Dataset entries:
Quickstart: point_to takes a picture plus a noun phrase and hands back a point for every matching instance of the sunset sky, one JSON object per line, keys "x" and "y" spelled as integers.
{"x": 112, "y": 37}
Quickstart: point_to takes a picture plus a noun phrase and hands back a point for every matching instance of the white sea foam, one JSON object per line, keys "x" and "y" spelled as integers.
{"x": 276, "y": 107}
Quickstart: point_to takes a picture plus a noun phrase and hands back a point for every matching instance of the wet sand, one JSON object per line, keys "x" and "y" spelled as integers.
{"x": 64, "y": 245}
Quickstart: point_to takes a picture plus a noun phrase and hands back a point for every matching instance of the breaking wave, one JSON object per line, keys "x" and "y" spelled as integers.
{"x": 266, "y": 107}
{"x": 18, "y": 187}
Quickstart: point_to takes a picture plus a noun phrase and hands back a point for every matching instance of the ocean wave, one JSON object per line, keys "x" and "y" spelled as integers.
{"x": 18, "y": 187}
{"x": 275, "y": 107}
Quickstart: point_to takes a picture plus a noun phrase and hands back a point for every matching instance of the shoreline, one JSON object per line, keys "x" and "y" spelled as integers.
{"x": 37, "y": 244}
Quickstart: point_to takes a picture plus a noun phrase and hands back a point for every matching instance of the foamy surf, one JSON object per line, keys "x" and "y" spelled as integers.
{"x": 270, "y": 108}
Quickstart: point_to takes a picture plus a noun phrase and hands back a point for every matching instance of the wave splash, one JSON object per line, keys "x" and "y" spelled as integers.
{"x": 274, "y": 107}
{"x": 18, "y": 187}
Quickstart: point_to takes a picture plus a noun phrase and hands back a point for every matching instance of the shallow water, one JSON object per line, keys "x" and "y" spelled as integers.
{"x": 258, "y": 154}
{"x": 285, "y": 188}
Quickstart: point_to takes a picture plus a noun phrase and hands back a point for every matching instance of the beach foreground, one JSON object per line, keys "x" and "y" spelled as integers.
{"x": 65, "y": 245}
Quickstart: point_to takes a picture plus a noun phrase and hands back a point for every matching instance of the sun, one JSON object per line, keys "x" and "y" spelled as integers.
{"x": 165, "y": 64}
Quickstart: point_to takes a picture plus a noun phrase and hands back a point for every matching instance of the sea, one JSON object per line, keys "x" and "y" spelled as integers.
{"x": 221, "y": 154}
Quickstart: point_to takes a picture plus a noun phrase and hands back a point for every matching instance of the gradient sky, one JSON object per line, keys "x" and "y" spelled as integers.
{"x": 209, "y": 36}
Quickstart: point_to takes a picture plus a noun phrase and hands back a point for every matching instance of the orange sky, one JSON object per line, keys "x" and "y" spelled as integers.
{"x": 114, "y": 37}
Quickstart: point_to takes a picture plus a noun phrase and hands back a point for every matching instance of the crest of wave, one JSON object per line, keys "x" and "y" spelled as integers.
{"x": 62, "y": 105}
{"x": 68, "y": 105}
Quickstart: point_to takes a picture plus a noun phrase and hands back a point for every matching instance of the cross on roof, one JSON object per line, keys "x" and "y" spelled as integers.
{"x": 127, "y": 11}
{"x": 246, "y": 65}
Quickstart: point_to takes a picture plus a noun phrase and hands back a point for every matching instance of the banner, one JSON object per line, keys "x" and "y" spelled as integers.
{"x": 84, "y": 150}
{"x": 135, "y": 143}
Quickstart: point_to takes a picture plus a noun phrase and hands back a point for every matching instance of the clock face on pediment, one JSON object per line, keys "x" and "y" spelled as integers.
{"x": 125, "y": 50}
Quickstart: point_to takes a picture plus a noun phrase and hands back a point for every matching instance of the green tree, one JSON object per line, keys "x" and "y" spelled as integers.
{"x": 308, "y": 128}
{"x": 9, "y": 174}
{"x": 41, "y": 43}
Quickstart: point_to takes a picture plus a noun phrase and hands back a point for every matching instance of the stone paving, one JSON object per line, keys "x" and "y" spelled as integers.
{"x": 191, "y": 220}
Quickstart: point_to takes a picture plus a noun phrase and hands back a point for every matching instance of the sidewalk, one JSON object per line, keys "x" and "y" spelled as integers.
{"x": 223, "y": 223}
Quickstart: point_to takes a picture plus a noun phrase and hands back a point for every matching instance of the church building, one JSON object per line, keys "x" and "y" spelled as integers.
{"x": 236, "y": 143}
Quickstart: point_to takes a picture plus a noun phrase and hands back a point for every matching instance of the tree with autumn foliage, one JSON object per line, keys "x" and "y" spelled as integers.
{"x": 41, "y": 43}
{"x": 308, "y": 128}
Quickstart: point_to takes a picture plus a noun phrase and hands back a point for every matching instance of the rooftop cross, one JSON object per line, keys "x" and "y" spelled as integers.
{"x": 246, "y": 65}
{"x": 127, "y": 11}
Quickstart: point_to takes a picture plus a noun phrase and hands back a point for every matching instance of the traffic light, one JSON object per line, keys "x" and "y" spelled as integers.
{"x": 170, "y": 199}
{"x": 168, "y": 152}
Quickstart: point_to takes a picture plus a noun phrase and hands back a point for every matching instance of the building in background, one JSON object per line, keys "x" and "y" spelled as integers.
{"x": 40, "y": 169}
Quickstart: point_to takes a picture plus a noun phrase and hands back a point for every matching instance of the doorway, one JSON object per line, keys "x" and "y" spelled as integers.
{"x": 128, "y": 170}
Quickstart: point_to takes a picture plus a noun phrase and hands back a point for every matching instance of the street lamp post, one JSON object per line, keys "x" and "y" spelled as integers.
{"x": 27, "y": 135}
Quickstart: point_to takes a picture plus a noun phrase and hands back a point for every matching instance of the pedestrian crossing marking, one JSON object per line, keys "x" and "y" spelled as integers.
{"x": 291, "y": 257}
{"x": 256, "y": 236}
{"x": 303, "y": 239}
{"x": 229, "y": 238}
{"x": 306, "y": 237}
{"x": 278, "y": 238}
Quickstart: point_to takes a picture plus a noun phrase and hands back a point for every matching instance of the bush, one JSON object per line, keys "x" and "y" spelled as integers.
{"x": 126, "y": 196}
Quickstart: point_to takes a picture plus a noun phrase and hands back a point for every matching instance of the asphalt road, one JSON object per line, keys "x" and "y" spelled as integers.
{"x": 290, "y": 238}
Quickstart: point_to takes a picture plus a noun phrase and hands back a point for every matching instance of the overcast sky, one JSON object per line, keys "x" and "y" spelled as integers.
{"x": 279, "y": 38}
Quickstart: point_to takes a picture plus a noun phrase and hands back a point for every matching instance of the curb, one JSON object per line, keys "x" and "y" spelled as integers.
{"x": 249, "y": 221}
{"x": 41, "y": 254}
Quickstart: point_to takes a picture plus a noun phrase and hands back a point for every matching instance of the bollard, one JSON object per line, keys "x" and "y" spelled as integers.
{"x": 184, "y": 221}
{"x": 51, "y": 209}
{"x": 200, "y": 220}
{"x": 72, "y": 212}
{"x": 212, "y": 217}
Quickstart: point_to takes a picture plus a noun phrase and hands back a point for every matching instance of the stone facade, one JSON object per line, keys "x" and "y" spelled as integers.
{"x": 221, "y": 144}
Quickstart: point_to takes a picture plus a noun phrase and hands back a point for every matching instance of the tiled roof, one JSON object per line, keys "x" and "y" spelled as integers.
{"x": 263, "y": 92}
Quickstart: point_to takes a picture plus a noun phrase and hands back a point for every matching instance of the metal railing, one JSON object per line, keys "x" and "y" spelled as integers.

> **Exercise**
Would you return all of the data exactly as given?

> **Response box**
Quickstart: point_to takes a picture plus a noun phrase and hands back a point for every matching instance of the sunset sky, one JSON object per line, keys "x" and "y" spelled as integers.
{"x": 112, "y": 37}
Quickstart: point_to takes a picture plus a noun phrase and hands back a point for every matching instance of the white sea foam, one JSON object per line, keys "x" and "y" spelled as integers.
{"x": 276, "y": 107}
Quickstart: point_to takes a picture plus a noun phrase and hands back a point for every matching instance of the wet sand, one JSON object per line, keys "x" and "y" spelled as integers.
{"x": 64, "y": 245}
Quickstart: point_to takes a picture plus a noun phrase and hands back a point for every matching instance of the breaking wave, one JSON object per line, keys "x" and "y" spelled as integers.
{"x": 266, "y": 107}
{"x": 18, "y": 187}
Quickstart: point_to takes a picture plus a noun phrase and hands back a point for every matching instance of the ocean wave, one JSON object per line, keys "x" and "y" spelled as integers.
{"x": 18, "y": 187}
{"x": 275, "y": 107}
Quickstart: point_to takes a picture plus a noun phrase and hands back a point for every matching instance of the shoreline, one JSON object per line, keys "x" and "y" spelled as integers.
{"x": 37, "y": 244}
Quickstart: point_to takes a picture plus a noun phrase and hands back a point for every matching instance of the foamy surf, one JSON object per line, keys "x" and "y" spelled as integers.
{"x": 270, "y": 108}
Quickstart: point_to takes a picture plus a noun phrase and hands back a point for every matching instance of the wave splash, one JSON object per line, keys "x" and "y" spelled as integers.
{"x": 274, "y": 107}
{"x": 18, "y": 187}
Quickstart: point_to takes a picture plus a noun phrase and hands back a point for every matching instance of the shallow water, one JSON object per line, keys "x" and "y" spelled as integers.
{"x": 258, "y": 154}
{"x": 285, "y": 188}
Quickstart: point_to takes a picture plus a noun phrase and hands back a point for every matching instance of the beach foreground, one JSON object per line, keys "x" and "y" spelled as integers.
{"x": 65, "y": 245}
Quickstart: point_to takes a picture plus a noun phrase and hands back a point for every matching instance of the sun, one JSON object per line, keys "x" and "y" spelled as integers.
{"x": 165, "y": 64}
Quickstart: point_to takes a picture plus a noun phrase and hands back a point for every matching instance of the sea, one JSON object per line, keys "x" and "y" spelled as integers.
{"x": 221, "y": 154}
Quickstart: point_to takes a picture plus a noun phrase and hands back a point for every matching instance of the gradient sky, one JSON object per line, keys "x" and "y" spelled as integers.
{"x": 209, "y": 36}
Quickstart: point_to takes a picture plus a noun phrase and hands back a point for every matching instance of the orange sky, one JSON object per line, keys "x" and "y" spelled as integers.
{"x": 114, "y": 37}
Quickstart: point_to takes a picture plus a noun phrase and hands back a point for every matching instance of the crest of wave, one JSON object per line, keys "x" and "y" spelled as integers.
{"x": 62, "y": 105}
{"x": 68, "y": 105}
Quickstart: point_to takes a picture plus a noun phrase and hands back a point for every matching instance of the cross on roof, one JSON object per line, keys "x" and "y" spelled as integers.
{"x": 127, "y": 11}
{"x": 246, "y": 65}
Quickstart: point_to takes a picture plus a noun phrase and hands back a point for every matching instance of the banner, one JSON object per line, keys "x" and "y" spelled as integers.
{"x": 84, "y": 150}
{"x": 135, "y": 143}
Quickstart: point_to takes a picture plus a noun phrase and hands back a point for every matching instance of the clock face on pediment, one JSON object per line, keys "x" and "y" spelled as integers.
{"x": 125, "y": 50}
Quickstart: point_to takes a picture plus a noun phrase and hands back a point for every matching instance of the green tree, one JSON object per line, keys "x" and "y" spelled as integers.
{"x": 308, "y": 128}
{"x": 9, "y": 174}
{"x": 41, "y": 43}
Quickstart: point_to takes a picture plus a noun phrase and hands back a point for every matching instance of the stone paving, one JSON object per line, keys "x" and "y" spelled as integers.
{"x": 191, "y": 220}
Quickstart: point_to takes a picture plus a noun phrase and hands back a point for every matching instance of the sidewalk, one JSON object per line, keys "x" and "y" spelled as integers.
{"x": 223, "y": 223}
Quickstart: point_to takes a picture plus a noun phrase and hands back a point for every matching instance of the church building, one JSON object per line, keys "x" and "y" spelled as integers.
{"x": 236, "y": 143}
Quickstart: point_to takes a picture plus a noun phrase and hands back a point for every matching instance of the tree with autumn foliage, one JSON object per line, keys "x" and "y" spelled as integers.
{"x": 41, "y": 43}
{"x": 308, "y": 128}
Quickstart: point_to takes a picture plus a noun phrase and hands back a point for every matching instance of the rooftop cross, one JSON object per line, keys "x" and "y" spelled as integers.
{"x": 246, "y": 65}
{"x": 127, "y": 11}
Quickstart: point_to takes a picture plus a noun phrase and hands back a point for every matching instance of the traffic light, one JSON object per line, keys "x" and "y" spelled as integers.
{"x": 170, "y": 199}
{"x": 168, "y": 152}
Quickstart: point_to takes a picture plus a noun phrase and hands back a point for every matching instance of the building in background, one JSON object per line, keys "x" and "y" spelled as integers.
{"x": 40, "y": 169}
Quickstart: point_to takes a picture plus a noun phrase and hands back a point for every matching instance of the doorway, one JSON object per line, keys "x" and "y" spelled as integers.
{"x": 128, "y": 170}
Quickstart: point_to takes a picture plus a noun phrase and hands back a point for every matching instance of the street lamp post, one JSON object per line, keys "x" and "y" spelled as integers.
{"x": 27, "y": 135}
Quickstart: point_to takes a picture plus a noun phrase and hands back a point for every matching instance of the pedestrian crossing marking, one JSON object per line, keys "x" and "y" spelled as integers.
{"x": 291, "y": 257}
{"x": 256, "y": 236}
{"x": 303, "y": 239}
{"x": 229, "y": 238}
{"x": 306, "y": 237}
{"x": 278, "y": 238}
Quickstart: point_to takes a picture plus a noun phrase and hands back a point for every matching instance of the bush, one JSON object per line, keys "x" and "y" spelled as integers.
{"x": 126, "y": 196}
Quickstart: point_to takes a picture plus a noun phrase and hands back a point for every matching instance of the asphalt road, one JSON object per line, keys "x" and "y" spelled as integers.
{"x": 290, "y": 238}
Quickstart: point_to takes a picture plus a noun phrase and hands back a point for every matching instance of the overcast sky, one JSON object per line, keys "x" and "y" spelled as integers.
{"x": 279, "y": 38}
Quickstart: point_to takes a picture plus a noun phrase and hands back a point for every matching instance of the curb, one JSON object per line, keys "x" and "y" spelled as integers.
{"x": 249, "y": 221}
{"x": 41, "y": 254}
Quickstart: point_to takes a picture plus a noun phrase and hands back a point for every matching instance of the bollard, one JSON object per line, keys "x" and "y" spelled as integers.
{"x": 184, "y": 221}
{"x": 51, "y": 209}
{"x": 200, "y": 220}
{"x": 72, "y": 212}
{"x": 212, "y": 217}
Quickstart: point_to takes a picture plus a noun phrase and hands back a point for every matching instance of the stone facade, one JSON object per line, keys "x" and "y" spelled as integers.
{"x": 221, "y": 144}
Quickstart: point_to takes a picture plus a noun phrase and hands back a point for every matching instance of the tiled roof, one JSON object per line, keys "x" and "y" spelled as integers.
{"x": 263, "y": 92}
Quickstart: point_to takes a picture plus a noun phrase and hands back a point for every matching instance of the metal railing, one JSON object per line, keys "x" and "y" spelled as integers.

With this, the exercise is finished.